Devant sa résistance, ses moqueries, ils décident de le bousiller. La dernière trouvaille de Mona Lisa, un des truands algériens : le jeu de la roulette russe. Mais une fois encore, Le Bâtard fou s’en sort.
A son réveil, les violences anciennes et récentes se mêlent. Les temporalités sont brouillées. La frontière entre le réel et le rêve se dilue. La lectrice, le lecteur sont transporté·es d’un endroit à l’autre, entendent les cris de détresse, les appels au secours, les injonctions du monologue intérieur.

La roulette russe - Cadre du film "Voyage au bout de l'enfer" de Michael Cimino 1978
La roulette russe
Cadre du film « Voyage au bout de l’enfer » de Michael Cimino 1978

« Il faut que tu cesses d’être l’hystérique de l’histoire ! Quid de ta mère et de ton père, de ta naissance, de ton statut de bâtard, de ta vie clandestine d’espion, de la guerre, du camp de rééducation, de l’homme sans visage, du bateau de réfugiés, de ta laideur, si grande qu’il a fallu un simple coup d’œil au capitaine des pirates, pour qu’il dise, dans ce mauvais anglais certainement appris auprès des soldats américains qui allaient en permission dans son pays, pendant ta guerre, pour tirer des coups de premier choix à un prix modique. Tu as une sale gueule ! »

HÊT
FIN
THE END

Troisième partie
Je

80 pages
Nouvelle période de convalescence, dans une maison de repos cette fois. Après le Ciel, le Paradis, où il améliore son français, écoute de la musique, se met à la lecture de Peau noire, masques blancs. Le cognac a remplacé de whisky mais il consomme le haschich et le « remède », une poudre blanche, à volonté. Sa « tante » lui conseille de limiter son trafic de haschich à ses amis, les intellectuels marxistes et de travailler à améliorer son français. « Tu veux être Français ? Non, dis-je. Non. »
Suit une longue méditation, alimentée par la lecture de Frantz Fanon. « Il n’existait qu’une seule solution à cette aliénation provoquée non par le nègre ni par le bâtard, mais par les vrais bâtards, les racistes et les colonisateurs qui imputaient à la victime les conditions créées par le bourreau. »

CONSIGNE
Selon l'article, à qui la méditation nourrie par la lecture de Frantz Fanon attribue-t-elle l'aliénation, et pour quelle raison ? Répondez en une à trois phrases. Ces enregistrements n'ont aucun rapport avec l'article.

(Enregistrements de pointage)
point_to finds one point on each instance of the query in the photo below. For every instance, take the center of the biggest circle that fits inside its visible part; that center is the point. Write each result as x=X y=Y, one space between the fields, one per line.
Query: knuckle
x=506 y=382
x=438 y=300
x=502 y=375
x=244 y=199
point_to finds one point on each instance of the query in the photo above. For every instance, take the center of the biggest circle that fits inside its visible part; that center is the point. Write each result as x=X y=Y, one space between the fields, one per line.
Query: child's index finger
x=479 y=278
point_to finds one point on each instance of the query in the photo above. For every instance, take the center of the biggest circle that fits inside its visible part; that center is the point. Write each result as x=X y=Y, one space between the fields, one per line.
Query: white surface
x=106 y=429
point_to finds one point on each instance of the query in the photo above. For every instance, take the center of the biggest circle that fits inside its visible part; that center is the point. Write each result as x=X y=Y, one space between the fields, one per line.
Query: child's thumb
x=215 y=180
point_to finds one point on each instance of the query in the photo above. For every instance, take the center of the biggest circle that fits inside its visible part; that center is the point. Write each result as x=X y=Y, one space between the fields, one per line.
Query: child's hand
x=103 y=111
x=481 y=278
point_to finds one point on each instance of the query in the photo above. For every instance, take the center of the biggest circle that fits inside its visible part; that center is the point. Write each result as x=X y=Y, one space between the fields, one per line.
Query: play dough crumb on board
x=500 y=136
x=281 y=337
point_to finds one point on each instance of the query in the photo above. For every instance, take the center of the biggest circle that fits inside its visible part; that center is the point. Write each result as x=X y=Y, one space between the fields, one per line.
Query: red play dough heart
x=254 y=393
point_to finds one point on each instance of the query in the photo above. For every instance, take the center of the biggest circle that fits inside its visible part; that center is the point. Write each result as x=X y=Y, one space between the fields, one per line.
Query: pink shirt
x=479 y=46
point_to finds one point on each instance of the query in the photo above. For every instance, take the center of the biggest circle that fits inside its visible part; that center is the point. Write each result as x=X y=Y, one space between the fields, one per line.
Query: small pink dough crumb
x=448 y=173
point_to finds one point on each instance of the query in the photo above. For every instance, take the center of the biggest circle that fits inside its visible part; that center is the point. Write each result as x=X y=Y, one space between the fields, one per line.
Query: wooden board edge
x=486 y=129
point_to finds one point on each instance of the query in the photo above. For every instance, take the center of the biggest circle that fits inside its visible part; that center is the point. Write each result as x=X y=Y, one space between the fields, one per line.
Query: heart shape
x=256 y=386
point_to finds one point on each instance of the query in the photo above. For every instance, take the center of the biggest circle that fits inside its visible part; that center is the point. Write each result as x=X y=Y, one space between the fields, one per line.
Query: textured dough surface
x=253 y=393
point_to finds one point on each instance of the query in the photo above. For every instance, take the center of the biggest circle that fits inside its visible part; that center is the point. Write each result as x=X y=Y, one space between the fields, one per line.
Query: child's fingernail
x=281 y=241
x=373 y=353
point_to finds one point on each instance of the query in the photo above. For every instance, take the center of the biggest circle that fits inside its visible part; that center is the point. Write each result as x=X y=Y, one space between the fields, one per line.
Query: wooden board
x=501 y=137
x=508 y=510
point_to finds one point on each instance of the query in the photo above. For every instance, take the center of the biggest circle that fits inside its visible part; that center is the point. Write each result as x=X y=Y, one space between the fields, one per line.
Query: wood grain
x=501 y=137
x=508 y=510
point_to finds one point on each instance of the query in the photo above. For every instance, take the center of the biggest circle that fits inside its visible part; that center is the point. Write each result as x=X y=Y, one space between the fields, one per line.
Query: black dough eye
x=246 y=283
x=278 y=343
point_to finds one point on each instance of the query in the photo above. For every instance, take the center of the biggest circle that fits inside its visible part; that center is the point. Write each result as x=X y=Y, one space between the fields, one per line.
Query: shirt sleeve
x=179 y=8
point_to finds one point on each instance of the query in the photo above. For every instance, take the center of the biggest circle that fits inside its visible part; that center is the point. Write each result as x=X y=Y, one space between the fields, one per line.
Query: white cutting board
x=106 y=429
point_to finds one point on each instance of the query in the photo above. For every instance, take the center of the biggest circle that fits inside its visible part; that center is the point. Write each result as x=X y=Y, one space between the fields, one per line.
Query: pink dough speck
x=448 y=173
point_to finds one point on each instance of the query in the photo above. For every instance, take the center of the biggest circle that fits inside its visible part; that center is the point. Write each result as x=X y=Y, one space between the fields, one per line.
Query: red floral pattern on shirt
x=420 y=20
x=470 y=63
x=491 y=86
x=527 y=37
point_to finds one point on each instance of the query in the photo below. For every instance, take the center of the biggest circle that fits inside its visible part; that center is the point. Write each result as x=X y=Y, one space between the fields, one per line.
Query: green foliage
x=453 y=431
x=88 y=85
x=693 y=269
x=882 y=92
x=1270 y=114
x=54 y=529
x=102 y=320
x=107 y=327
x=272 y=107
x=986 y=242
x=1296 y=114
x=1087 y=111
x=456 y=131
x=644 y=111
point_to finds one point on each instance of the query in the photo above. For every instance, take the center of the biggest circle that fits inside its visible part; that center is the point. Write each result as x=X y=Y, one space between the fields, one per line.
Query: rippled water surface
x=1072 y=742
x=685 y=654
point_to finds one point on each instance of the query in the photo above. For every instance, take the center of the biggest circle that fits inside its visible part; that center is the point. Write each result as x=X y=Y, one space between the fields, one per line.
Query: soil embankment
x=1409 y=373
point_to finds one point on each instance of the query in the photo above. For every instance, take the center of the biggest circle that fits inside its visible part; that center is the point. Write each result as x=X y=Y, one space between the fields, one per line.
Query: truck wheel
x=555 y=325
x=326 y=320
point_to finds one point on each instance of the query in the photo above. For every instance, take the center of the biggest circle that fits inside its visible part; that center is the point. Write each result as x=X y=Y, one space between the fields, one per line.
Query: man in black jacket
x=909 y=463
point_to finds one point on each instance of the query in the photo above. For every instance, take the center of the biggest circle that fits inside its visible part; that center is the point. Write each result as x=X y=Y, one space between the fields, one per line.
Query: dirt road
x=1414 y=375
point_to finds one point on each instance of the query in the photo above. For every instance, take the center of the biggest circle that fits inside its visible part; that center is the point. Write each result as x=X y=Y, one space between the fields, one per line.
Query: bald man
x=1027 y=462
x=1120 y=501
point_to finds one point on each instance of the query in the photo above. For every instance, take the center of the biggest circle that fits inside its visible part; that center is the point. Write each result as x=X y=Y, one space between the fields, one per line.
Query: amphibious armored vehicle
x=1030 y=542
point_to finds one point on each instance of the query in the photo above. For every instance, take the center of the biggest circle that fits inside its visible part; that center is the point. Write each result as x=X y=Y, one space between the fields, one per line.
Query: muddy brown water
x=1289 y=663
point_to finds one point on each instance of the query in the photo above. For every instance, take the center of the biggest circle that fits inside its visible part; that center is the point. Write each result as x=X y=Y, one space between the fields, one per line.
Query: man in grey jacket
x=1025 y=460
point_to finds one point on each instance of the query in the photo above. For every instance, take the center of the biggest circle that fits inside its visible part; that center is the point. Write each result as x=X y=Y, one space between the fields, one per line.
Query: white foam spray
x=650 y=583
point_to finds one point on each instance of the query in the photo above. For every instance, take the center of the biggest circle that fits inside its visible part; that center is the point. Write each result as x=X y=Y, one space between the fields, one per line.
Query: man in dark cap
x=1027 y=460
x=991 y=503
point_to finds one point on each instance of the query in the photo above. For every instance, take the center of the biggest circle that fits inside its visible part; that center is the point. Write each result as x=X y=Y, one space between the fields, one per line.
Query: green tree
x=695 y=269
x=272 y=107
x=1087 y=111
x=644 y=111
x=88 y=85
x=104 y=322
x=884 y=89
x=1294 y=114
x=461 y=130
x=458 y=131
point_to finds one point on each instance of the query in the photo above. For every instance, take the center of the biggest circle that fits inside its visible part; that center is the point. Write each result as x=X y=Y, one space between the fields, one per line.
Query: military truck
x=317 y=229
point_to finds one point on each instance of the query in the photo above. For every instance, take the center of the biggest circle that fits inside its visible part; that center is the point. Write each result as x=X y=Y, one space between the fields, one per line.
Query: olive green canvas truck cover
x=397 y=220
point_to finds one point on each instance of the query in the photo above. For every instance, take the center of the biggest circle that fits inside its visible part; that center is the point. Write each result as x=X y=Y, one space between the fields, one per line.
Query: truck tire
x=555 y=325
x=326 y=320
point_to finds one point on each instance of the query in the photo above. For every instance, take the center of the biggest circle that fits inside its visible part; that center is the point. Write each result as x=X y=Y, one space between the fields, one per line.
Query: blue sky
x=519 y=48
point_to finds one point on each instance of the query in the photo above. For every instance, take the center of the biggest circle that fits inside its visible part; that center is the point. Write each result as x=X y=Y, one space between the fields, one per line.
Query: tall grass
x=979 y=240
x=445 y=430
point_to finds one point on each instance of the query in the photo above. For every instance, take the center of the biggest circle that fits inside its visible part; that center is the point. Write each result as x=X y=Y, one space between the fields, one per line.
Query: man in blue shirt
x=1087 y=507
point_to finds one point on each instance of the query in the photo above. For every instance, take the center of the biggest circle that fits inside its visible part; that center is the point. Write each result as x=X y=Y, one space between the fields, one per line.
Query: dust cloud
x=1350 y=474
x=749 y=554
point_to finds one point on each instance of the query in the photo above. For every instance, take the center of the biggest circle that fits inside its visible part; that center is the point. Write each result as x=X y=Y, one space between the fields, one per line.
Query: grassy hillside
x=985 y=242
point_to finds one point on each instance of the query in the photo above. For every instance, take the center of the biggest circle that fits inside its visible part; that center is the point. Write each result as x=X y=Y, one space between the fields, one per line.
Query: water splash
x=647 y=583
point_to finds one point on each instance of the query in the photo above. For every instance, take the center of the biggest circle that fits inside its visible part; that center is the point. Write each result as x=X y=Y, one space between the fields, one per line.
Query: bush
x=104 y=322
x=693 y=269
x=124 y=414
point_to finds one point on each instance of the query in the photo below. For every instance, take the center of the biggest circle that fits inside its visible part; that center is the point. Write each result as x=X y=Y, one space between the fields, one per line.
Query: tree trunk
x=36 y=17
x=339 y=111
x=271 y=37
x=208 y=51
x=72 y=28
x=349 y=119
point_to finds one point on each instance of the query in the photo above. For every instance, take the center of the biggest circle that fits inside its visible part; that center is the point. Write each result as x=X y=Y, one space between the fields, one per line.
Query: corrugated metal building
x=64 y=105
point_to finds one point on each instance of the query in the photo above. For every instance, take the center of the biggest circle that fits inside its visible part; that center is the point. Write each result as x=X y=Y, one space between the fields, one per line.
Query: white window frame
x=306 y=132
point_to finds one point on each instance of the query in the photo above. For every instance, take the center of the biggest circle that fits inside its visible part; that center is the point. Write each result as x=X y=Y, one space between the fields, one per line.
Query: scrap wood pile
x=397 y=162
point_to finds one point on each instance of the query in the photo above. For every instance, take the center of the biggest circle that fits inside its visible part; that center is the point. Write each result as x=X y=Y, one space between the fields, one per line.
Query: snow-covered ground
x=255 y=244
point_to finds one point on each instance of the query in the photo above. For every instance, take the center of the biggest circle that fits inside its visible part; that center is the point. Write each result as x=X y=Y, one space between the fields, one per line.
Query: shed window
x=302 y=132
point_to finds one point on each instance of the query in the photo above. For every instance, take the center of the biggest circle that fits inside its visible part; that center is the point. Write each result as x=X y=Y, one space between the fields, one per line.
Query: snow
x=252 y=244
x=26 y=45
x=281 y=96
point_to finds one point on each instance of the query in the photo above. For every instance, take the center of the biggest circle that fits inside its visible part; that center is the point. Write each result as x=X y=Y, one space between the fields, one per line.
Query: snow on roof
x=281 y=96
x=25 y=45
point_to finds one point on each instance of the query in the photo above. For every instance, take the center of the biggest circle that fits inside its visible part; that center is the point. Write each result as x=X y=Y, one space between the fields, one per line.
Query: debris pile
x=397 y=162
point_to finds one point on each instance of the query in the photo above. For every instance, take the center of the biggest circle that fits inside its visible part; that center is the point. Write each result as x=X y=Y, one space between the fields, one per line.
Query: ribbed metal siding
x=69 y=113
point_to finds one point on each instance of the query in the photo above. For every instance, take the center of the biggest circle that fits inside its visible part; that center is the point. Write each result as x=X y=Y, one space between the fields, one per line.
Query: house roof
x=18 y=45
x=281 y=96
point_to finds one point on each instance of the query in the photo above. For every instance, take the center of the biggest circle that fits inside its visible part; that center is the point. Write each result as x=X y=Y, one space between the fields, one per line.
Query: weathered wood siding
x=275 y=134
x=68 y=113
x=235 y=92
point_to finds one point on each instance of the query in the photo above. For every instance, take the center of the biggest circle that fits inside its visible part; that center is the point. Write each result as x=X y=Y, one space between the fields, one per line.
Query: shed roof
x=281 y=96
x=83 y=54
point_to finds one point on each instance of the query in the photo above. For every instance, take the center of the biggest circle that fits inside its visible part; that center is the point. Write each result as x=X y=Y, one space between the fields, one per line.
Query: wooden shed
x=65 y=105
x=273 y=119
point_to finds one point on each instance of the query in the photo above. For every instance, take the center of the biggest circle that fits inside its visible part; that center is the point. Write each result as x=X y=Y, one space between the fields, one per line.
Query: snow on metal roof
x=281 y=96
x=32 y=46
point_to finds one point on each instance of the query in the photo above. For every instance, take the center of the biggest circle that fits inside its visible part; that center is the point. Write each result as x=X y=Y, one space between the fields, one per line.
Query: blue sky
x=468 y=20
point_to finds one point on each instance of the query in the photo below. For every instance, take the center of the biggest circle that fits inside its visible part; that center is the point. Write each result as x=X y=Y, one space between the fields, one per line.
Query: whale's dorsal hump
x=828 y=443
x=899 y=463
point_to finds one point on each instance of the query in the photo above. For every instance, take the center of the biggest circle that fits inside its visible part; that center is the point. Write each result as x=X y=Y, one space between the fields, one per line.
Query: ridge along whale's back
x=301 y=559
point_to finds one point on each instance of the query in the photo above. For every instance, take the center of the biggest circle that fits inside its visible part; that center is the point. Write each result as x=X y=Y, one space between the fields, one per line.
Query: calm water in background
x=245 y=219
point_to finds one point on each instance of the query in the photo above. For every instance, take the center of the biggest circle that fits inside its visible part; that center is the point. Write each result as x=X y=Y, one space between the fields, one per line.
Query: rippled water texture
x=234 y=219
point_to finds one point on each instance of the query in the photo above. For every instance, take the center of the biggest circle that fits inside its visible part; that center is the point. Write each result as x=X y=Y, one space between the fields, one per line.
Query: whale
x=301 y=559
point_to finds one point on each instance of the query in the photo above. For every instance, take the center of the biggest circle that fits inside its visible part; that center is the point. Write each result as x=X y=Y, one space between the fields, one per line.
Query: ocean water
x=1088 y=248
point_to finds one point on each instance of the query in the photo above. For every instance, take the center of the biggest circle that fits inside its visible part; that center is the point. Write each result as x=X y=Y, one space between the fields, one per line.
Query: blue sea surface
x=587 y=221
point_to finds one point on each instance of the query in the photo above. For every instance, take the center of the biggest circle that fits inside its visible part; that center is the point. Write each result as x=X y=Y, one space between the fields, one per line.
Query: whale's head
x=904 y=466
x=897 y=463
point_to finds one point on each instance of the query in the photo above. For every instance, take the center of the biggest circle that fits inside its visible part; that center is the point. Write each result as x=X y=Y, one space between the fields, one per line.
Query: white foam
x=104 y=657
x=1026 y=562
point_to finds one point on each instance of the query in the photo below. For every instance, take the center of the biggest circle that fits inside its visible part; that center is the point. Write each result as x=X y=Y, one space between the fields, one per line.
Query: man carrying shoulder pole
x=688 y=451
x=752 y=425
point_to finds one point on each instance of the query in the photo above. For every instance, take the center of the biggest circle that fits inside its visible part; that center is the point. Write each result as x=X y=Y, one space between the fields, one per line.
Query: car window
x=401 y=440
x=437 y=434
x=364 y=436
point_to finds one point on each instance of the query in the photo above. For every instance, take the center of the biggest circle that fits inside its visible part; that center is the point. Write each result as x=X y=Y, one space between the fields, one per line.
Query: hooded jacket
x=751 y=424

RÉPONSE RÉDIGÉE
Elle l'attribue non au nègre ni au bâtard, mais aux « vrais bâtards », c'est-à-dire aux racistes et aux colonisateurs. Ceux-ci imputaient à la victime les conditions créées par le bourreau.